Short task ▸ Copy out the material again word for word, starting with the line that contains "of the camouflage" and ending with the line that contains "[[111, 718]]", both of those lines included.

Data shown ▸
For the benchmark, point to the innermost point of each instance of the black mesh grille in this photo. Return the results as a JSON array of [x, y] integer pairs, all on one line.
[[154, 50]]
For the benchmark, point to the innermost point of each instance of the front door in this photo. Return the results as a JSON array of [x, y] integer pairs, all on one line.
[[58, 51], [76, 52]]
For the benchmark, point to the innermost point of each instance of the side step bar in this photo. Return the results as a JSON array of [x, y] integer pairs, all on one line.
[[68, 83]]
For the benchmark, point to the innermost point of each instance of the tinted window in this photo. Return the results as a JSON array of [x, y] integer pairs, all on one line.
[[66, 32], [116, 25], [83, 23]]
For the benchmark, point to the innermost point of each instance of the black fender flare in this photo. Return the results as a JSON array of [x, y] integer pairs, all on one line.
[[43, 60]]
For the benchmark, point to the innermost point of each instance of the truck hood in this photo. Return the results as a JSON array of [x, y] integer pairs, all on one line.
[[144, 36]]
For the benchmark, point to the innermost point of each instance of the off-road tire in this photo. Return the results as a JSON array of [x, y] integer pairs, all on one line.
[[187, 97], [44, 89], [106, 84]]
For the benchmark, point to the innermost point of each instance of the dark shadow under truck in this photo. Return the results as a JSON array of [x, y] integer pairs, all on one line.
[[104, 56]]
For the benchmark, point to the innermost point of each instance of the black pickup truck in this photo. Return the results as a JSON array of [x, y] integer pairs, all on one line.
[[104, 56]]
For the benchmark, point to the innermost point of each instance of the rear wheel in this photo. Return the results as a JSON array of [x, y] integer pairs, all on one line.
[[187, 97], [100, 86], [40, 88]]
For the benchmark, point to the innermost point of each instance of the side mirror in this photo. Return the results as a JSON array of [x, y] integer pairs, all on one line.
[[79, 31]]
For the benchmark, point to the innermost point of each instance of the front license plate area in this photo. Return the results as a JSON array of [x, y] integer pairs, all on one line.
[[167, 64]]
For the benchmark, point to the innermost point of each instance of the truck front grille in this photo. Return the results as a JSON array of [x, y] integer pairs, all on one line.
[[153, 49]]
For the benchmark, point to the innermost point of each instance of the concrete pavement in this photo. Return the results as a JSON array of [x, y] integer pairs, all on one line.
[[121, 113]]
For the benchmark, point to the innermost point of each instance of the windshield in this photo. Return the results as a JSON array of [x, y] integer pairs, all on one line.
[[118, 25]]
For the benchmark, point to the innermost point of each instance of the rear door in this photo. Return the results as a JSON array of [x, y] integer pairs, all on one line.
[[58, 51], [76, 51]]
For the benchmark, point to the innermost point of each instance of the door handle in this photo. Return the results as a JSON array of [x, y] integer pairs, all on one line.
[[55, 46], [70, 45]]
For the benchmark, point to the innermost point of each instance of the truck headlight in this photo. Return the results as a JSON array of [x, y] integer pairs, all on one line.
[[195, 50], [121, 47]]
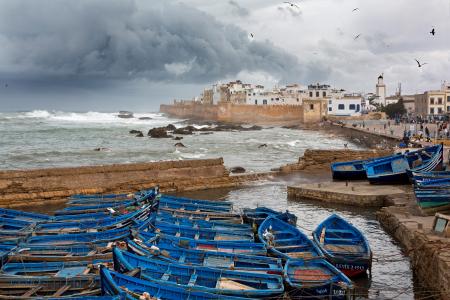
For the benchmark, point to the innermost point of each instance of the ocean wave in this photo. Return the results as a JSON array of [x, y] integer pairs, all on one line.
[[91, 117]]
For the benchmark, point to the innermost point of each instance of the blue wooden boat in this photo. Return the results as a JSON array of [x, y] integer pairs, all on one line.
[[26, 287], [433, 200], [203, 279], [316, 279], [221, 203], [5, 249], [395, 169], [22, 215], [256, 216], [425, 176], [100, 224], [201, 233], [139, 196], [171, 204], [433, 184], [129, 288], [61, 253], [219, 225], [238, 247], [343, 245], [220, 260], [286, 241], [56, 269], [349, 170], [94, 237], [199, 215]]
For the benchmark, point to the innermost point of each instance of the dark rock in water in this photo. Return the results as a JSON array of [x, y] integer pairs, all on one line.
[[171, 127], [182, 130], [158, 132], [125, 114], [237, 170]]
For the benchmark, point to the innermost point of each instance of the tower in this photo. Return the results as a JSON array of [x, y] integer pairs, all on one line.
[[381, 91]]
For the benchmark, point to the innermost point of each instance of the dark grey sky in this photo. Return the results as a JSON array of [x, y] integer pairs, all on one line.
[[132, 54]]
---
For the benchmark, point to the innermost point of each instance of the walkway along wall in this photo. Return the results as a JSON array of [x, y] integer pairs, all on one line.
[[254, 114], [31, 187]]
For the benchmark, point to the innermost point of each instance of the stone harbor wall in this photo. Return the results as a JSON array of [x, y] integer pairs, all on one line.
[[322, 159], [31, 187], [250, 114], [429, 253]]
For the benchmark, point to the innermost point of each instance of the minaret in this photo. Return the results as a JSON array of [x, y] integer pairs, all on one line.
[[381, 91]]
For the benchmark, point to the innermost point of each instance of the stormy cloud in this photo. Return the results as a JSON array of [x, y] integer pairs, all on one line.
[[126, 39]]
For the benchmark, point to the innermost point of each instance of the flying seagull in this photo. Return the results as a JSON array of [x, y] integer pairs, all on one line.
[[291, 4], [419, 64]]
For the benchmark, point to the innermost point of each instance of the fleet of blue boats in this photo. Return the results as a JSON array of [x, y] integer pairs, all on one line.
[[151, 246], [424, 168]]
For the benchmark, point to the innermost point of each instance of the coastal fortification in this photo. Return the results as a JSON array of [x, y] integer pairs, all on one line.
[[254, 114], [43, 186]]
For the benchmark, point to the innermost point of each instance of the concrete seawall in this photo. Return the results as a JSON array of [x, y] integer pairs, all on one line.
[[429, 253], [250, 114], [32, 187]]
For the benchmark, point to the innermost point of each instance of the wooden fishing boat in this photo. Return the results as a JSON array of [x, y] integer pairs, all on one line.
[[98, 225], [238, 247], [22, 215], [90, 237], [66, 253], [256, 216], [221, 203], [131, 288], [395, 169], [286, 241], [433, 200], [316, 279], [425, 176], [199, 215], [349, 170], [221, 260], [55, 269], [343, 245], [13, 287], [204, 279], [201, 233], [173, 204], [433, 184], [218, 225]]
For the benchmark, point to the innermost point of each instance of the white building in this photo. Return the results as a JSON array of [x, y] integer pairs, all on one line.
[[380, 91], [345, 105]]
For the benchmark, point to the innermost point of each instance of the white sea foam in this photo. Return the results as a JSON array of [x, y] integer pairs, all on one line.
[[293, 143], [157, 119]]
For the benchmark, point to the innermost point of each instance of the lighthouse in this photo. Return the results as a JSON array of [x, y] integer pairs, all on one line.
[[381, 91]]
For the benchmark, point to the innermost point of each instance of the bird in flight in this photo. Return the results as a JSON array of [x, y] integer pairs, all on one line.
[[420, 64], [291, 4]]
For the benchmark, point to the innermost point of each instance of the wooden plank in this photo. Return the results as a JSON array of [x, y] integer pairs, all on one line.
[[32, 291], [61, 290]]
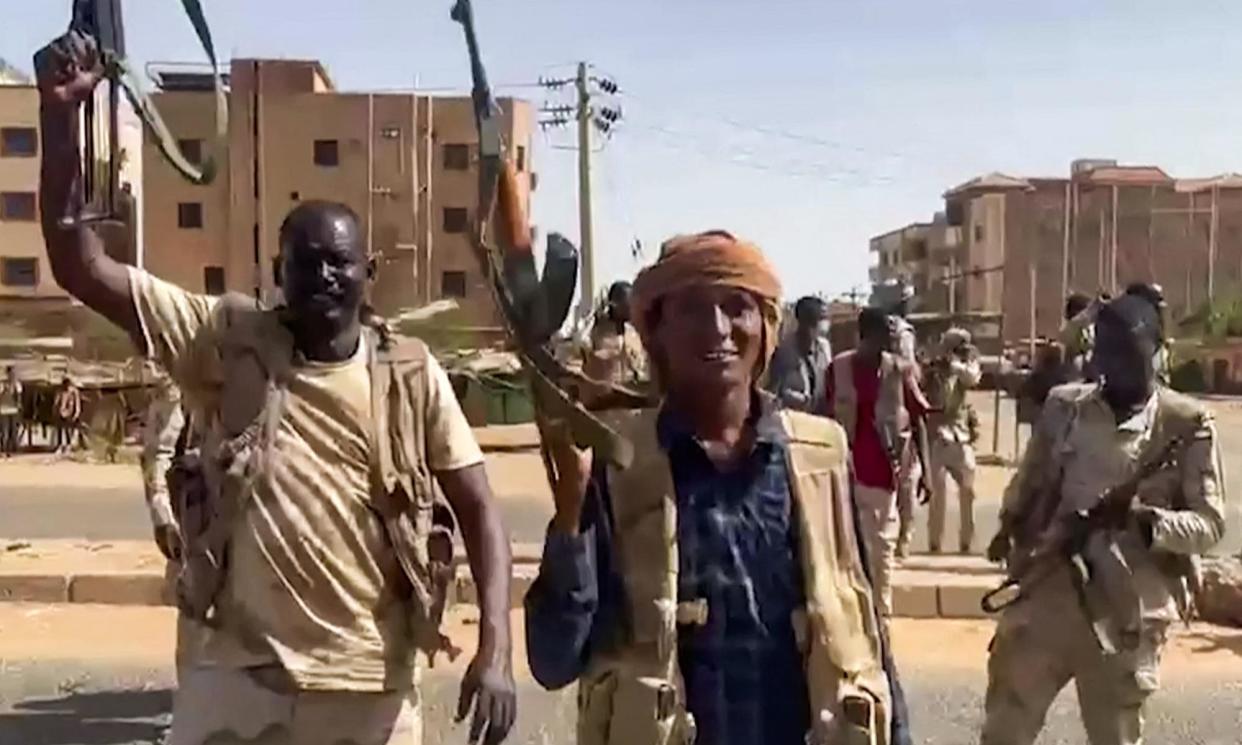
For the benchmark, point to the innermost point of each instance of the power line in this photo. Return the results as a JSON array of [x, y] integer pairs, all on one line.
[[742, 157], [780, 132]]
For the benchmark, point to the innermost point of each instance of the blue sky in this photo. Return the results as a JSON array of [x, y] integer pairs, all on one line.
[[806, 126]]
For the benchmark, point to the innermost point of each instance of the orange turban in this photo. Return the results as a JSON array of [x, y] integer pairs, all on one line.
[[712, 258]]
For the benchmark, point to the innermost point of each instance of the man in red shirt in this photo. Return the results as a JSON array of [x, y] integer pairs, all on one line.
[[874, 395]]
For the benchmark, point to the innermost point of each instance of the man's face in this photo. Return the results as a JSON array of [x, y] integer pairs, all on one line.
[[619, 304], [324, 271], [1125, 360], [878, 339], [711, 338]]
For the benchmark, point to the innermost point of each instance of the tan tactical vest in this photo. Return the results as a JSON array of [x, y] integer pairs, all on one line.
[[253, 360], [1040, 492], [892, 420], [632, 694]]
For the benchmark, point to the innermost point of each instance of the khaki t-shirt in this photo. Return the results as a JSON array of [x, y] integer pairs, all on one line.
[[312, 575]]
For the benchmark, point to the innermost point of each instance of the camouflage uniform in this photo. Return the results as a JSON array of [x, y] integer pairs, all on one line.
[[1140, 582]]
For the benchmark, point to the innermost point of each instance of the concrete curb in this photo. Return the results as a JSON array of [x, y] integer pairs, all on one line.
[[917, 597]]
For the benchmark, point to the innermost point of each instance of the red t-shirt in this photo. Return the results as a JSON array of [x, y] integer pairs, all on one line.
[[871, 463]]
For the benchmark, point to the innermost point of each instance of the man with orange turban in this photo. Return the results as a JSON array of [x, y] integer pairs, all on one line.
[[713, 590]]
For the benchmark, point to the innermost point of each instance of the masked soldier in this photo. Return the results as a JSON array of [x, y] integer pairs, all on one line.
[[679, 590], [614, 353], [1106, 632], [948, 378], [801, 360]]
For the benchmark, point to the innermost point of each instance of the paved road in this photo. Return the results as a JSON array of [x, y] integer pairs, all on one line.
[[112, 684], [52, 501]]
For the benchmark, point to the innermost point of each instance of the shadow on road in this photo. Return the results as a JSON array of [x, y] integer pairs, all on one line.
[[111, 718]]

Solution to this task ▸
For the benchmark, point to the innermost point of each instance of the camouflage uniform in this photo. Return the results as a JSON array of [x, y] integer pairs, all on one line.
[[1140, 582]]
For the benchmark, point to the innermost point of each instance of the concrete curb in this photo. Return the results as a JSON array of [x, y] integer pairs, all on one line.
[[917, 597]]
For the benchmark, point to the innermost point of each instance of the red t-shirt in this photo. Return the results as a JSON array of [x, y] integer pairs, all on one line.
[[871, 463]]
For the benchmark, point to the innermost point of each instance of the man with orange turban in this photo. Return the results as a JSON array of [x, y] integer pairs, all on one line.
[[713, 590]]
For the benchmark, point to the innermost point of each instance of the masked soldier in this photo. Return the results as a JSON array of [x, y] integer pairs, all on one line.
[[679, 590], [614, 353], [1106, 632], [948, 378], [801, 360]]
For the benchmark, point to the innermost point of each instance of the paved road in this photo. Return the results as a JSON array of [x, y] integer pairs, all on one line.
[[112, 684], [52, 501]]
For the benchmark, point to the innermost point of each instance of the shadow on road in this photo. Return the results as a JSON array of [x, y] integer pairs, all on one line.
[[111, 718]]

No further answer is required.